▶ Document passage:
◇ ◇ ◇
Solved: Urgent First-Year Calculus Word Problem Help Needed

[rockafella]

Urgent First-Year Calculus Word Problem! Help needed ASAP!

Homework Statement

Hey this is a first year calculus word problem:

A third design question involves our plan to provide interested tourists with a video of themselves on our biggest Ferris wheel. The idea is to place a camera on a platform facing the descending seats. The camera will have to tilt at a rate that will enable it to keep the paying tourist in focus. The wheel is 60 metres in diameter with its lowest point 3 metres from the ground; takes about 20 minutes to make one revolution. Our plan is to mount the camera 15 metres from the ground, at a distance of 40 metres from the base of the ride. For how long will the camera be able to keep an individual in view and how fast must the camera rotate in order to do so? If you do not find our plan reasonable, please recommend a better one.

Basically, I must use first year calculus to do the problem.

Homework Equations

Circumference=2pi*r
Area=pi*r^2

The Attempt at a Solution

I know the period above is 20minutes, or 1200seconds, however I am not sure how to use this information. Also, the rate we are given is revolutions per minute. The rate we are looking for is meters or cm per minute of the camera rotating. We are also looking for time that the camera will keep people in view. I am thinking that for the time the camera will keep people in view, it would be equal to half of the circumference of the ferris wheel (2pi*r/2). Am I on track for this part? And for the first section, any clue would be appreciated. Thanks!

 

[LCKurtz]

Presumably the camera will have a direct line to the passenger when the passenger is between the points where the lines from the camera are tangent to the wheel. Set up the equations and find those two points. Then you can figure the length of the portion of the circumference that is viewable and how long the passenger will be in view. Also notice that the camera obviously won't rotate at a constant rate if it stays aimed directly at the passenger.

 

[rockafella]

Presumably the camera will have a direct line to the passenger when the passenger is between the points where the lines from the camera are tangent to the wheel. Set up the equations and find those two points. Then you can figure the length of the portion of the circumference that is viewable and how long the passenger will be in view. Also notice that the camera obviously won't rotate at a constant rate if it stays aimed directly at the passenger.

Okay, I understand part of which you are saying, but I'm not sure which equations I should be using to find those two points? I know the two tangent lines are going to have different slopes (because the camera is mounted at a height of only 15metres, but midpoint of ferris wheel height is 30m+3=33metres). And I'm given distance from base of wheel to camera base, height of camera, and height of wheel off of ground, but I am just not sure how to go about finding point of tangent in this case.

 

[LCKurtz]

That is the calculus part of your problem. Set up a coordinate system and write the equation of your circle. Write the equation of a straight line through the camera with unknown slope m. Then use the fact that that straight line must intersect the circle at an unknown point where it has the same slope as the circle. You should find two points.
◇ ◇ ◇
[Location identification items]
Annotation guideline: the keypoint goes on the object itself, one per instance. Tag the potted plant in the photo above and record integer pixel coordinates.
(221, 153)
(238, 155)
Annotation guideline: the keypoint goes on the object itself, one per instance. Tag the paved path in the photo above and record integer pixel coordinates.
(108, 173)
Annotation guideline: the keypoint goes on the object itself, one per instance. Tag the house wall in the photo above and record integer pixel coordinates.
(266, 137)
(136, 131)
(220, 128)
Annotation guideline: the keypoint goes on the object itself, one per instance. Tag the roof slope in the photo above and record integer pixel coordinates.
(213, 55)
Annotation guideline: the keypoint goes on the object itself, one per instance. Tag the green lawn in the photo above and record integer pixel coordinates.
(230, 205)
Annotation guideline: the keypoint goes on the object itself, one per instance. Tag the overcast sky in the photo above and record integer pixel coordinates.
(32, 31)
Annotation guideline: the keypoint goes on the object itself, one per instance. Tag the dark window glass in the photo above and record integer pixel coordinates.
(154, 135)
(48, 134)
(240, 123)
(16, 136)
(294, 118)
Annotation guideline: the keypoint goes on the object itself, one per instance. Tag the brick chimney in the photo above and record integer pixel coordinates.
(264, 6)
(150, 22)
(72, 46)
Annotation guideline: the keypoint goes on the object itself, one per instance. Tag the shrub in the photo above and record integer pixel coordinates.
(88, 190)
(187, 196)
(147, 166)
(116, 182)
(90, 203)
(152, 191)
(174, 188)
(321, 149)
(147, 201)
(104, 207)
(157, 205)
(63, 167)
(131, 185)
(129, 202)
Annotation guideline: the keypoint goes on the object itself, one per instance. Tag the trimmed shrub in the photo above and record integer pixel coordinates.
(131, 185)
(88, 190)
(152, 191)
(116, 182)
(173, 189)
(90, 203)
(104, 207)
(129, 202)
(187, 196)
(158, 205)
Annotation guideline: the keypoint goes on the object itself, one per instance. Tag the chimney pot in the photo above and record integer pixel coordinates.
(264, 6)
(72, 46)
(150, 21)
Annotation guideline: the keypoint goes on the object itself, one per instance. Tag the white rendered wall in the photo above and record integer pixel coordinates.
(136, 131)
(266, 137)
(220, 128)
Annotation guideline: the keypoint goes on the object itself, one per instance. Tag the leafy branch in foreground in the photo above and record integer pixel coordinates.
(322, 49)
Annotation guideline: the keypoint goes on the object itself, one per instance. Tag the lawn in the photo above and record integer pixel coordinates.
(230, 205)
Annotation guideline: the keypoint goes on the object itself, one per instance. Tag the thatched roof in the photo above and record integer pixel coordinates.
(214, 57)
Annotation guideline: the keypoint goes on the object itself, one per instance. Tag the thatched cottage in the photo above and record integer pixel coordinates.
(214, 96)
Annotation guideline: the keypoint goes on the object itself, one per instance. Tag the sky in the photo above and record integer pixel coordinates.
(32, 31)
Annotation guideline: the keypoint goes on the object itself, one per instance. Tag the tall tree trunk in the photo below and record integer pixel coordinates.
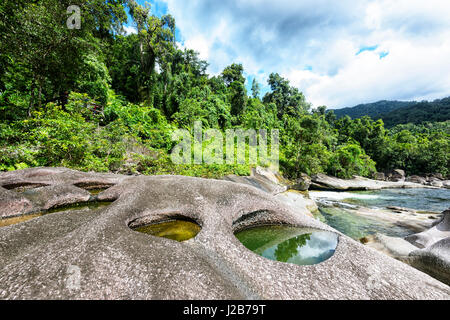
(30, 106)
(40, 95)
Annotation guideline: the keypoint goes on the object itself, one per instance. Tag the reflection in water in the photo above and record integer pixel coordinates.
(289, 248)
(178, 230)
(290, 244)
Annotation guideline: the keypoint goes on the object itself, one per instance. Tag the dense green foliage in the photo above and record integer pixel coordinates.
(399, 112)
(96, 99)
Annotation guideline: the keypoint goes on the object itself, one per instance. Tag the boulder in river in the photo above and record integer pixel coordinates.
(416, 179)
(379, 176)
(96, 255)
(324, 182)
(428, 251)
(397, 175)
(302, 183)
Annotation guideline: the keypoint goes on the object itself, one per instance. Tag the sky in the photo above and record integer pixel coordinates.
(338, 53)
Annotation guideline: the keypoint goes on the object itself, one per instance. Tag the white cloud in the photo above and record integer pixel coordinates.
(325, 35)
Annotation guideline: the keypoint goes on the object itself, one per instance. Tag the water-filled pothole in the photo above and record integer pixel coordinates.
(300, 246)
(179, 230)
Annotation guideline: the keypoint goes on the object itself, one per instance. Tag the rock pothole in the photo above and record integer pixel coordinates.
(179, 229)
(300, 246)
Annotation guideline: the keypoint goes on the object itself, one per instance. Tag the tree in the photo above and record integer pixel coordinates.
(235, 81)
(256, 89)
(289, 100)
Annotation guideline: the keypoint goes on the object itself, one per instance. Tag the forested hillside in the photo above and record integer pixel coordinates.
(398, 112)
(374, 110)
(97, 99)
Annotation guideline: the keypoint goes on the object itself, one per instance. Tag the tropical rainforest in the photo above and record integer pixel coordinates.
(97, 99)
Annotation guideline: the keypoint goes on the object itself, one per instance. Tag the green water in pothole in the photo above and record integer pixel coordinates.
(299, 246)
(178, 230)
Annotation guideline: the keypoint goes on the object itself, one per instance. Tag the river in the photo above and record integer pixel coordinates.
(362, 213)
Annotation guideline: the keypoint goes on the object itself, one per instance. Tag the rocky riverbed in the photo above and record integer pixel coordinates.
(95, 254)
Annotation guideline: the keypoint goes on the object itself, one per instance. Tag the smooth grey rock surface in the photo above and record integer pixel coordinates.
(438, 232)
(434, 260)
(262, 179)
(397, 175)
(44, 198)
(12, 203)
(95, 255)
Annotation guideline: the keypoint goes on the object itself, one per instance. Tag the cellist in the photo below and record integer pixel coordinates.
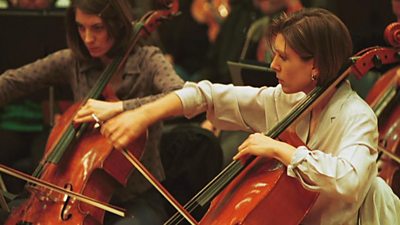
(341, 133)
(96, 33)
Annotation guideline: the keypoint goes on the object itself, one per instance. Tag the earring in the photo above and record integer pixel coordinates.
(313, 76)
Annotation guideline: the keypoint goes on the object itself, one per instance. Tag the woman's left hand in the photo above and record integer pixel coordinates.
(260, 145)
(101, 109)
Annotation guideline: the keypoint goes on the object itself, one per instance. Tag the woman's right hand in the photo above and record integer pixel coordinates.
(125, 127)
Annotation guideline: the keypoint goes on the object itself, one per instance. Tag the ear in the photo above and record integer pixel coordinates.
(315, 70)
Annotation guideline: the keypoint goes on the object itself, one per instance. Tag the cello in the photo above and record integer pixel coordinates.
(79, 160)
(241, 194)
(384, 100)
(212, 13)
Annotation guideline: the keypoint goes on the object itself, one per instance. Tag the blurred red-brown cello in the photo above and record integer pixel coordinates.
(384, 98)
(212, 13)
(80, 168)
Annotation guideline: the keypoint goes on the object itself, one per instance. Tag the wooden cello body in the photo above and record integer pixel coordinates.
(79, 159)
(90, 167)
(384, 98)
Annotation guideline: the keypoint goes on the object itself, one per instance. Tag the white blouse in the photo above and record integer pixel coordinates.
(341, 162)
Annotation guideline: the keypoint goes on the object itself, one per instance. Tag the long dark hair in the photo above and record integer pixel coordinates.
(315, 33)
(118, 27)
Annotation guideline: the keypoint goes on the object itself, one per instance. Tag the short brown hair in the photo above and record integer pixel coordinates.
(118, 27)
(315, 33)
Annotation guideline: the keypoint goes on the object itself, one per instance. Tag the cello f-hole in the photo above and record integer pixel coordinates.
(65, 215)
◇ ◇ ◇
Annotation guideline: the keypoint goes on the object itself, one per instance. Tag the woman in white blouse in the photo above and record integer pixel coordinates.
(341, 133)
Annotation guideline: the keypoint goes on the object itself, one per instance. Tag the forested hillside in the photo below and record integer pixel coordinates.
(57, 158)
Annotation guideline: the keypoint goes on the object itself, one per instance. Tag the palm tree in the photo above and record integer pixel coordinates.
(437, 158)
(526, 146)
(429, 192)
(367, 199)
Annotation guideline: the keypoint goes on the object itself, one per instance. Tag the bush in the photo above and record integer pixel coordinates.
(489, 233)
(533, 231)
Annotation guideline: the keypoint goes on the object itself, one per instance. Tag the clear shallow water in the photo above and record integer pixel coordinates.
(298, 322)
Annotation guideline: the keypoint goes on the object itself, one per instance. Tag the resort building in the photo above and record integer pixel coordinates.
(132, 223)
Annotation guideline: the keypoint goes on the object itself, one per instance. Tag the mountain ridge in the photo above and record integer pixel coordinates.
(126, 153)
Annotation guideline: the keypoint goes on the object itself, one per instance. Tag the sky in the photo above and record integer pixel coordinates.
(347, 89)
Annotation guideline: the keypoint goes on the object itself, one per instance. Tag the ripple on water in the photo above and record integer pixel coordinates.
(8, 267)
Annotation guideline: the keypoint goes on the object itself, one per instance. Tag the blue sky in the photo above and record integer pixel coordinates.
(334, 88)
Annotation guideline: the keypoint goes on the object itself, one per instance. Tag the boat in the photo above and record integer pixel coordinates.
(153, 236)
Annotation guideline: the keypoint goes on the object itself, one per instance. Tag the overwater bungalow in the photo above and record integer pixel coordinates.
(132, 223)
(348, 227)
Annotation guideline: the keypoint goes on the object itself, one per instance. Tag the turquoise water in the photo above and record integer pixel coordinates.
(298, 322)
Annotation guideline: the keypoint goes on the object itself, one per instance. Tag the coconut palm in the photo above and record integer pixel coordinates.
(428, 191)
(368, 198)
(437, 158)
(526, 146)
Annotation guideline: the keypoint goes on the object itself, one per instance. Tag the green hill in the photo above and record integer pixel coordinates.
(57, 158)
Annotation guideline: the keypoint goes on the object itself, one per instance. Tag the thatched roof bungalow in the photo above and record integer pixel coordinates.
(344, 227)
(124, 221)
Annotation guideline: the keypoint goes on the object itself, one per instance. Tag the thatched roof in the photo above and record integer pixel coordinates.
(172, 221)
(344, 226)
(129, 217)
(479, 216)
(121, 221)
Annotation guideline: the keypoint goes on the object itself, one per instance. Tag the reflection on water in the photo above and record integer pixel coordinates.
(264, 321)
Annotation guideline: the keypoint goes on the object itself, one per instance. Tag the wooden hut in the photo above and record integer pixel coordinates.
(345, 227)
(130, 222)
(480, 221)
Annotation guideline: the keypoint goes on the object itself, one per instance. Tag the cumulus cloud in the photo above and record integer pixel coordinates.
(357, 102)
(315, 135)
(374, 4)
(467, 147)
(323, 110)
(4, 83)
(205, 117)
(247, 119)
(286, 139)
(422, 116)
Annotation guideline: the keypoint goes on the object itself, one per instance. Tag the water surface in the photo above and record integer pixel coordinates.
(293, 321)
◇ ◇ ◇
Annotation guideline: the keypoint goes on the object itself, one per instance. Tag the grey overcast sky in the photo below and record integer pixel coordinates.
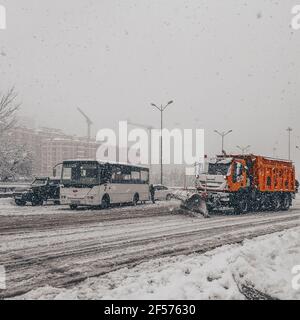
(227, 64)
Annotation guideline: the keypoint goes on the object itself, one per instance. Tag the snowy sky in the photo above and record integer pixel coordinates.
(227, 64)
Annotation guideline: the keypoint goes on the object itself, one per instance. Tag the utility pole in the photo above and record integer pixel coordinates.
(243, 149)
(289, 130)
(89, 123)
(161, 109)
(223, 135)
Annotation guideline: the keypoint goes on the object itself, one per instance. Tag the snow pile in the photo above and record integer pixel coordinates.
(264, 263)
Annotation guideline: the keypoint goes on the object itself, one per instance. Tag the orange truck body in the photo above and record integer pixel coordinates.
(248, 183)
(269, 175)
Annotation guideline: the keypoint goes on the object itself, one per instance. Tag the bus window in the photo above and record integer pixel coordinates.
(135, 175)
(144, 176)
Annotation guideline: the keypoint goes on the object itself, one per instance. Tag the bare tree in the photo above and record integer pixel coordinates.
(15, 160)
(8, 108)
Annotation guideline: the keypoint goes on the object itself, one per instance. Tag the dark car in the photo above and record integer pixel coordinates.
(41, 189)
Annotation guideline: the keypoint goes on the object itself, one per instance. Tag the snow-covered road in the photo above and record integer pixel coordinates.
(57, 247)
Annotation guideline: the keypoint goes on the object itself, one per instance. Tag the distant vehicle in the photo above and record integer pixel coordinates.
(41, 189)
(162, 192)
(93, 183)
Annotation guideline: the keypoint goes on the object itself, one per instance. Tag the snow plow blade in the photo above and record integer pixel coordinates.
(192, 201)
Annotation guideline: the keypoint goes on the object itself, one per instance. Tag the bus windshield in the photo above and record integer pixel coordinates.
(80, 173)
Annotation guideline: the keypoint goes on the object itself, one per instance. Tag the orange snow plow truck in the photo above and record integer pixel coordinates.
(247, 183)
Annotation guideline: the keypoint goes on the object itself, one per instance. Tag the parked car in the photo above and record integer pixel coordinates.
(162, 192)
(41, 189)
◇ ◇ ◇
▶ Objective: From the calculus forum thread, reproduce word for word the part that opens with the words containing "Okay, I understand" and closes with "find two points.".

▶ Written solution:
Okay, I understand part of which you are saying, but I'm not sure which equations I should be using to find those two points? I know the two tangent lines are going to have different slopes (because the camera is mounted at a height of only 15metres, but midpoint of ferris wheel height is 30m+3=33metres). And I'm given distance from base of wheel to camera base, height of camera, and height of wheel off of ground, but I am just not sure how to go about finding point of tangent in this case.

 

[LCKurtz]

That is the calculus part of your problem. Set up a coordinate system and write the equation of your circle. Write the equation of a straight line through the camera with unknown slope m. Then use the fact that that straight line must intersect the circle at an unknown point where it has the same slope as the circle. You should find two points.